Tally the lines in the entries below that contain the string "horizon", treating case as significant, and give only the number.

++++ Material provided

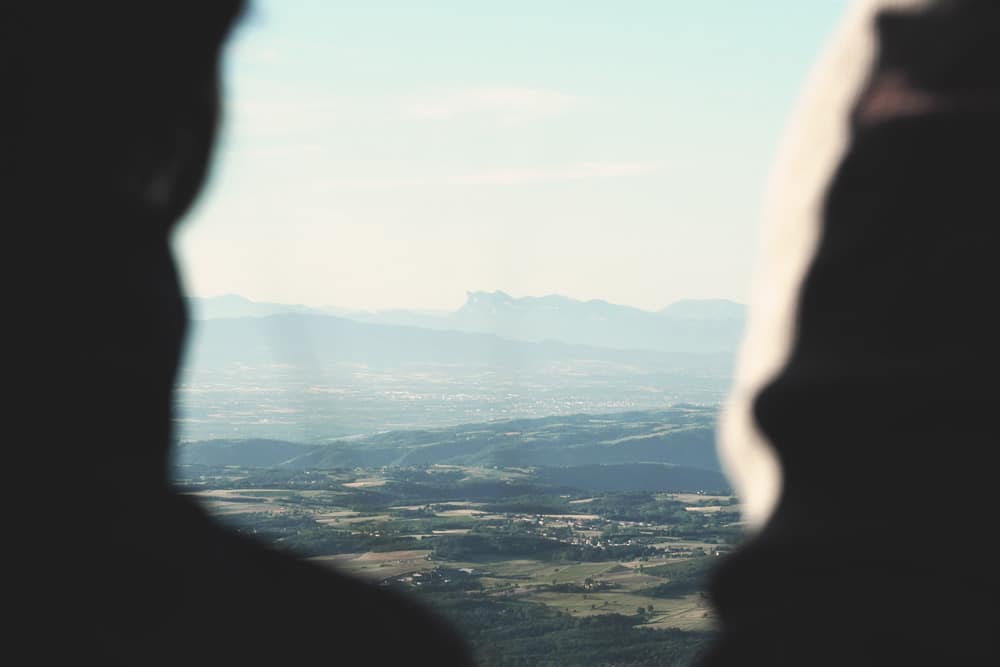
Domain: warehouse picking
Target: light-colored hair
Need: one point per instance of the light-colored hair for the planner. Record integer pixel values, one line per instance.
(812, 146)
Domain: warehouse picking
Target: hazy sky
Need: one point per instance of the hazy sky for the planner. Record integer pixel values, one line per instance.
(397, 154)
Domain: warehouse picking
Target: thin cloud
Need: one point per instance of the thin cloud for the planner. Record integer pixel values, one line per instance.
(506, 177)
(507, 104)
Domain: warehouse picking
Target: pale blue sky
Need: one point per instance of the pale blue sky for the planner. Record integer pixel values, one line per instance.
(396, 154)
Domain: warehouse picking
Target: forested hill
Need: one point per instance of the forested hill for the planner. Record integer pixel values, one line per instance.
(676, 444)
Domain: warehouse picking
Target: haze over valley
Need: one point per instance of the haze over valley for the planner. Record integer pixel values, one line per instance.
(310, 375)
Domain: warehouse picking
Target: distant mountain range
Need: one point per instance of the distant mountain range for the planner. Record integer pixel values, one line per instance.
(321, 341)
(711, 327)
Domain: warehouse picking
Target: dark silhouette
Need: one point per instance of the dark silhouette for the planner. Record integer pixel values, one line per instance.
(108, 119)
(886, 400)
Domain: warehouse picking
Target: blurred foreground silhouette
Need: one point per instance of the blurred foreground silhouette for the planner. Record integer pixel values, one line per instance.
(882, 404)
(109, 116)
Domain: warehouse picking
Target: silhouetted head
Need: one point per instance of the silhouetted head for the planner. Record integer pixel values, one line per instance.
(113, 99)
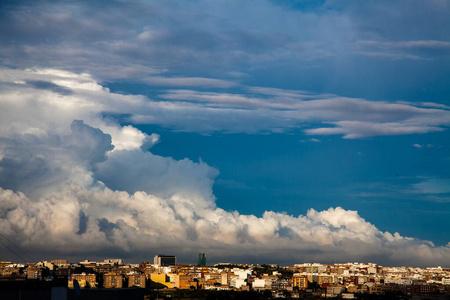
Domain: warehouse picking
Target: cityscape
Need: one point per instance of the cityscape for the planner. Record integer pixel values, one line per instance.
(224, 149)
(164, 277)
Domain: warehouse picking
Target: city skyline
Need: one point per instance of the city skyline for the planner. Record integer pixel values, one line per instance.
(258, 131)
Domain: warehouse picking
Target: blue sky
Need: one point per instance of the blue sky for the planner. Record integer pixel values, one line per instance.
(275, 122)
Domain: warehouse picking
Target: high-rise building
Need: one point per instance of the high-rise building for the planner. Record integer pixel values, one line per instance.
(201, 261)
(162, 260)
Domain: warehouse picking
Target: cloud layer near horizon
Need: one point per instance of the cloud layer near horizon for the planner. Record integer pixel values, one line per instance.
(76, 181)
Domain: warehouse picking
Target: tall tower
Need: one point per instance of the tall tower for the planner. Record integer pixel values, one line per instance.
(201, 261)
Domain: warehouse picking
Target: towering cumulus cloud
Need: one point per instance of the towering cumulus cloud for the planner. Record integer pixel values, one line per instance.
(75, 182)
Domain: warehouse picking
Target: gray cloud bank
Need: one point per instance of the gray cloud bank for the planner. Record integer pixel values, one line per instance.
(77, 184)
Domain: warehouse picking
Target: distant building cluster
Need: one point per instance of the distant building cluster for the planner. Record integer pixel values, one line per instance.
(321, 280)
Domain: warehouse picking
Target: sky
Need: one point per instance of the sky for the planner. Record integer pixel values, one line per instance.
(253, 131)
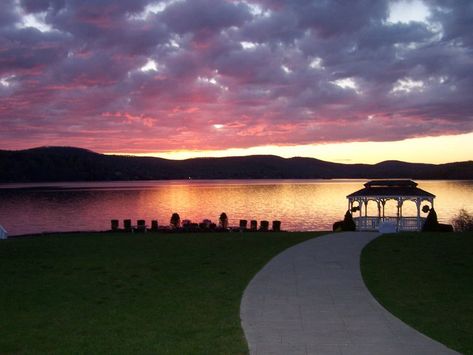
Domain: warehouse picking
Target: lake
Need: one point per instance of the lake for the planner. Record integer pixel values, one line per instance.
(300, 204)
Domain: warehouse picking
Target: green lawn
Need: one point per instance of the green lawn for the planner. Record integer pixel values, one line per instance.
(425, 279)
(123, 294)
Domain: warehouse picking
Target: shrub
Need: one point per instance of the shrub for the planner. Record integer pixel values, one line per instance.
(175, 220)
(463, 221)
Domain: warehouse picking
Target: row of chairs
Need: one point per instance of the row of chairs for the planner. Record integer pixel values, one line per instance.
(141, 226)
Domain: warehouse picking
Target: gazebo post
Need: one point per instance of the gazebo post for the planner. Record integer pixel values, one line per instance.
(382, 191)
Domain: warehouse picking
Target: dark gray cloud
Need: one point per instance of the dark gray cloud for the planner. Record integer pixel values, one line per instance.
(162, 74)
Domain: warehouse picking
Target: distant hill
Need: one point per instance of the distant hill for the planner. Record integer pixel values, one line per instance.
(75, 164)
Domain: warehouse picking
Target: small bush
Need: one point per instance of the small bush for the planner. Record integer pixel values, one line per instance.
(463, 221)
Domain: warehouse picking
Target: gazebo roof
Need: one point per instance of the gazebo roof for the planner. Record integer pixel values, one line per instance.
(391, 188)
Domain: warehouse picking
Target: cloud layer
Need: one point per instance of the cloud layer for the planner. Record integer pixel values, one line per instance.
(138, 76)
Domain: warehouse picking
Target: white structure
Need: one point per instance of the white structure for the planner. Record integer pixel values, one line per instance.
(381, 191)
(3, 233)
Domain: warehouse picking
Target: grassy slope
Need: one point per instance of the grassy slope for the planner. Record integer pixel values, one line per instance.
(425, 279)
(105, 293)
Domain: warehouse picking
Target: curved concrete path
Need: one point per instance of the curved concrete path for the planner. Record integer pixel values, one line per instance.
(311, 299)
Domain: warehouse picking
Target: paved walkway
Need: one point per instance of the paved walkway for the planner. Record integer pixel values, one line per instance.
(311, 299)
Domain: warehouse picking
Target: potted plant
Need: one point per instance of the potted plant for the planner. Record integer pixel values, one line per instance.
(223, 220)
(175, 220)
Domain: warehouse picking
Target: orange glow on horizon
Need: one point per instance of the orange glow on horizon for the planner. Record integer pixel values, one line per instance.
(436, 150)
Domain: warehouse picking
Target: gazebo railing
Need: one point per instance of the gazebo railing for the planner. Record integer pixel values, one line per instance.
(402, 224)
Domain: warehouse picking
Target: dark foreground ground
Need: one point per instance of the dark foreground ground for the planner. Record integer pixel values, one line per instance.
(425, 279)
(130, 293)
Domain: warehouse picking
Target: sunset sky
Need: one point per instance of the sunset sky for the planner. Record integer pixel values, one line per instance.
(345, 81)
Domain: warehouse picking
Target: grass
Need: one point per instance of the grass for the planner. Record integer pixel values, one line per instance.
(119, 293)
(425, 279)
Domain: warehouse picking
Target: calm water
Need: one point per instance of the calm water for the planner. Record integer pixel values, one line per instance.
(299, 204)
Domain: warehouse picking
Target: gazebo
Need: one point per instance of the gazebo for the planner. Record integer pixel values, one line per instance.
(381, 191)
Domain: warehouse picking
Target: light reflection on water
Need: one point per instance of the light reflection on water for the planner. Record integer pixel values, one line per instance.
(299, 204)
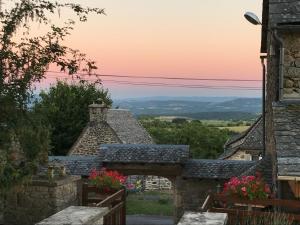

++++++++

- _Written solution_
4